> **THE RECORDS**:
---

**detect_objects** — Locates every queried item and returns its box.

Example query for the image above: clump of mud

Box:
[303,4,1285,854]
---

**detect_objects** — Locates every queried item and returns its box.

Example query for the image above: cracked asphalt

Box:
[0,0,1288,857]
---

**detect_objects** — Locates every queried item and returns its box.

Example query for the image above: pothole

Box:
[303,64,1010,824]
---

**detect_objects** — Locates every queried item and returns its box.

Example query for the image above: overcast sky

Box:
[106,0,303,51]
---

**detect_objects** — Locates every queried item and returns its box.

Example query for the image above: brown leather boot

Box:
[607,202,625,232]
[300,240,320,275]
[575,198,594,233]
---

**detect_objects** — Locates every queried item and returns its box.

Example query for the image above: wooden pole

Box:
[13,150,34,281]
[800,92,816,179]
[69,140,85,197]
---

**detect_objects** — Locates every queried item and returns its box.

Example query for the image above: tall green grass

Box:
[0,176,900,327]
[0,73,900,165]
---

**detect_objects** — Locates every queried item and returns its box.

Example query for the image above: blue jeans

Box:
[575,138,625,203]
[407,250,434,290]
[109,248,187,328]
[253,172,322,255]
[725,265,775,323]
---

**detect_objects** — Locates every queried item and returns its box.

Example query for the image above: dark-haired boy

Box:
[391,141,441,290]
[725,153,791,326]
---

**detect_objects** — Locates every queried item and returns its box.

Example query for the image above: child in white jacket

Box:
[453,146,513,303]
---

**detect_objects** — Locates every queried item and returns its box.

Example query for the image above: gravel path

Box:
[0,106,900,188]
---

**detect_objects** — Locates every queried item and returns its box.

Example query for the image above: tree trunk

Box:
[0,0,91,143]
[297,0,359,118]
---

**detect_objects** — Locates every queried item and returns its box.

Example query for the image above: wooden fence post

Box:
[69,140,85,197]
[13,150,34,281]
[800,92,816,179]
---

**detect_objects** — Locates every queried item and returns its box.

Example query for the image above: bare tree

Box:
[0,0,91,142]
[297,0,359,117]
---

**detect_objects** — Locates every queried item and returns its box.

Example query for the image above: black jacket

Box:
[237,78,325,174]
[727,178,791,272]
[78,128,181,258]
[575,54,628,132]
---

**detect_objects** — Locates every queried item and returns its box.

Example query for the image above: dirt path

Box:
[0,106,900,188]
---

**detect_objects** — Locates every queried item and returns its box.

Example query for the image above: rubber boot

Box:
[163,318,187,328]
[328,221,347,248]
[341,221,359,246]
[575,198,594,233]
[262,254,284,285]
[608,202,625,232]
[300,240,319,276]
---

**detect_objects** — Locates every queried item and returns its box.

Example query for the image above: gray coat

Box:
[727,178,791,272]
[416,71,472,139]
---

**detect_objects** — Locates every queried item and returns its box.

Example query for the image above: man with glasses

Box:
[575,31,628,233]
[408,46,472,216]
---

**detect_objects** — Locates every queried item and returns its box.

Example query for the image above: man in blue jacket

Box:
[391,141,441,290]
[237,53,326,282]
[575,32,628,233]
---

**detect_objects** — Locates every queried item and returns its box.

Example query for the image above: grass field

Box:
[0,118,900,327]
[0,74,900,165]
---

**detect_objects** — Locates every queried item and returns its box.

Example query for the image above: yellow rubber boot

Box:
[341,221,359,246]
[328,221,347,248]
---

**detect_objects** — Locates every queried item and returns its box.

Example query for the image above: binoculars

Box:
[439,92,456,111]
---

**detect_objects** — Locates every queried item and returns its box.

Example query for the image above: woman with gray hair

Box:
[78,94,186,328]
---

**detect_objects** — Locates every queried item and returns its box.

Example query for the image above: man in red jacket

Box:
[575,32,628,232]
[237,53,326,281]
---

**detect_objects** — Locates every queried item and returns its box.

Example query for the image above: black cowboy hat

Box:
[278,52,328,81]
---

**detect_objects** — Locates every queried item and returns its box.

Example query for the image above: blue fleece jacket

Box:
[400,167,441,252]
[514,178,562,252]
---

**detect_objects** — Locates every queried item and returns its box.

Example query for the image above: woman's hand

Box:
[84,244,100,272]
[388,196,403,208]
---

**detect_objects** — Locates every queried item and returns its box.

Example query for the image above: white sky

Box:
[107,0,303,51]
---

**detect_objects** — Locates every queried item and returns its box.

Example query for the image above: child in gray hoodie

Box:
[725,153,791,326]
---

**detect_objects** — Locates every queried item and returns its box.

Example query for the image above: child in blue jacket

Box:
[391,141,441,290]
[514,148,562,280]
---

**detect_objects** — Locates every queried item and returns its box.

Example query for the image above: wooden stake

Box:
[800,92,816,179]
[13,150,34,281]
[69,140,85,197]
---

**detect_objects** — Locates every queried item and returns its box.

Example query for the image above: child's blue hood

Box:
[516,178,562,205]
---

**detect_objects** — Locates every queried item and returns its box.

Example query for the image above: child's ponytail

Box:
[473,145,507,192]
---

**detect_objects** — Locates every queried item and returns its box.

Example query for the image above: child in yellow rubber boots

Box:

> **DESCRIPTION OF THE TASK**: Copy everything from the start of the records down through the line containing "[0,0,1288,857]", requests included. Multiply each box coordinate by 1.2 and round it to a whole number, with halves rounded up, and reproduce nothing past that line.

> **PROBLEM SOLUTION**:
---

**detect_objects** — Locates every queried item and returns its box.

Example query for the image above: clump of mud

Box:
[364,5,1542,1025]
---

**detect_objects** — Locates every queried item and returns its box.

Example query for the image above: cracked asphalt

Box:
[0,0,1546,1028]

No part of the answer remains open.